• **Goals**:
A: In the essay on whether the Roman Catholic Church gave us the Bible, what field was Dr. Hugo Meynell's expertise?
B: Carry on the essay on whether the Roman Catholic Church gave us the Bible from its last sentence.

• **Excerpt provided**:

□ □ □ □ □ □ □

Did the Roman Catholic Church Give Us the Bible?
Many Evangelical Christians are now questioning foundational truths they have traditionally accepted.
For example, in the midst of contemporary theological confusion, there are Evangelicals looking at the Roman Catholic Church as an attractive option. After all, it is ancient, with a long stable tradition. I understand this attraction of Roman Catholicism. My family on my father’s side has a long tradition in the Roman Catholic Church going back through Ireland many centuries ago.
I did not share my father’s faith growing up.
Instead, as a nonbeliever, I came to believe that Jesus the Messiah is the Truth (John 14:6) through a couple of Evangelical Christians when I was twenty years old. Since that time, I have sought, every day, to form my life around Jesus and his truth, as I ask daily for the help of the Holy Spirit.
I also began a process of theological exploration, seeking to know theological truth. I was confronted with a question in my late twenties that helped me wrestle with the best way to determine what was theologically true. If, like me, you want to know the best way to find the truth about Jesus, then hopefully what I discovered will be able to help you too. In particular, I found myself wrestling to understand the fundamental difference in how Protestants and Roman Catholics determine final truth.
“I found myself wrestling to understand the fundamental difference in how Protestants and Roman Catholics determine final truth.”
At that time, I was running my family’s trucking company and, on the side, I was working on a master’s in the philosophy of religion at the University of Calgary (Canada). My major professor, Dr. Hugo Meynell (he has since passed away), was a devout Roman Catholic and we had some very interesting and candid conversations both inside and outside the classroom about the ultimate standard for the truths about Jesus.
Dr. Meynell’s expertise was in how we know what was true (the field of epistemology).
We often focused on how we know what is true about Jesus’ teachings.

□ □ □ □ □ □ □

• **Data entries**:
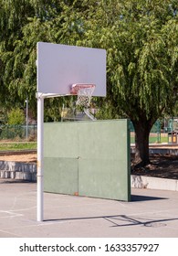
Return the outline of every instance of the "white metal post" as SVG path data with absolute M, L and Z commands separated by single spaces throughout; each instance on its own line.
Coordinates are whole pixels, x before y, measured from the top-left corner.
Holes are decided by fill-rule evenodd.
M 26 98 L 26 141 L 27 141 L 27 137 L 28 137 L 28 98 Z
M 44 98 L 37 93 L 37 221 L 43 221 L 43 123 L 44 123 Z

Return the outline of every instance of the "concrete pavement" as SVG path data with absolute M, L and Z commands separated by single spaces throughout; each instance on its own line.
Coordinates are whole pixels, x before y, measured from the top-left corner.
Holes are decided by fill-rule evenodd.
M 0 180 L 0 238 L 177 238 L 178 192 L 131 189 L 131 202 L 44 194 L 37 184 Z

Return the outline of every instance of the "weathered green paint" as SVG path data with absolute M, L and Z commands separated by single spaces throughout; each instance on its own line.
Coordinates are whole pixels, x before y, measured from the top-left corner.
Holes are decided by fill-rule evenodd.
M 128 120 L 45 123 L 45 191 L 131 199 Z

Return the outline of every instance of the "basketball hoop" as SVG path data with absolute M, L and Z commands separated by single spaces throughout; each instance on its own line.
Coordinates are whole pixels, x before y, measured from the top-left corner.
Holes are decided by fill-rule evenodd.
M 77 105 L 89 108 L 95 90 L 95 84 L 75 83 L 71 86 L 71 94 L 78 95 Z

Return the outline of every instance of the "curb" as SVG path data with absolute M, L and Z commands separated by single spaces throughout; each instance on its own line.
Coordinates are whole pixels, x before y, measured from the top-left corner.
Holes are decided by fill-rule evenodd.
M 178 180 L 143 176 L 131 176 L 131 187 L 178 191 Z
M 37 164 L 0 161 L 0 178 L 37 181 Z M 178 180 L 146 176 L 131 176 L 132 188 L 178 191 Z

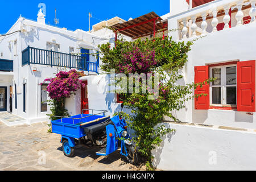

□ □ □ □ □ □ □

• **Answers for the tasks**:
A: Epistemology, the study of how we know what is true.

B:
When it comes to how we know what is spiritually true, here are some of the practical questions that come up:
- Are the 66 books of the Bibles the best and final source of knowledge about God and Jesus?
- Can we rely on the Orthodox Tradition?
- Are there reasons to trust the Book of Mormon?
- Is the Koran a reliable source of information about biblical figures?
- Can we rely on Roman Catholic Tradition?
For the purposes of this post, I am going to focus on only one question: whether we should see Scripture itself as our final authority or we should see the Roman Catholic as the prior authority through which we receive (and interpret) the Scripture. If we answer this fundamental question between the Protestant and Roman Catholic perspectives, it will help answer the other questions. I will explain how answering this question answers other questions at the end of this post.
“If we answer this fundamental question between the Protestant and Roman Catholic perspectives, it will help answer the other questions.”
Here is how I learned to answer this question. One day in class, Dr. Meynell asserted that Scripture taught that church leaders (priests) should be celibate men. “Actually,” I said, “doesn’t Scripture teach us to appoint elders, with children, to be the leaders of a local church? In fact, isn’t raising children one of the prerequisites in 1 Timothy 3:5 before appointment as an elder?”
“So, they should not only be married; they should show they can lead the local church by how they have led their children,” I concluded.
It was a very tense moment.
Dr. Meynell then challenged me with his own question. “If you trusted the Roman Catholic Church to give you the Bible,” he said, “why don’t you trust the Roman Catholic Church to interpret the Bible for you?”
“If you trusted the Roman Catholic Church to give you the Bible,” he said, “why don’t you trust the Roman Catholic Church to interpret the Bible for you?”
His question forced me to personally investigate whether the New Testament was already authoritative over the church because its message created the earliest churches and it contained the words of Jesus (from his apostles) or because church leaders in the 300s made it authoritative?
The following is a brief outline of what I discovered.
Jesus Gave His Teachings to the Apostles
Just before his ascension back to heaven, Jesus committed his words and teachings to his apostles. They were commissioned by him to train other people to trust and follow Jesus—to be his disciples. Jesus told them that they were to baptize everyone who wanted to be a disciple and teach them to obey all of his commandments.
Then Jesus came to them and said, “All authority in heaven and on earth has been given to me. Therefore go and make disciples of all nations, baptizing them into the name of the Father and of the Son and of the Holy Spirit, and teaching them to obey everything I have commanded you. And surely I am with you always, to the very end of the age.” (Matthew 28:18–20)
As Matthew 28:18-20 indicates, the apostles became the messengers of Jesus’ teaching. Jesus had previously assured the apostles that the Holy Spirit would ensure that they present his authoritative teaching accurately (John 14:24-26). As with the prophets of the Old Testament, God’s Spirit would ensure that the message of the apostles was truly the word of God and that the apostles would correctly teach what Jesus entrusted to them.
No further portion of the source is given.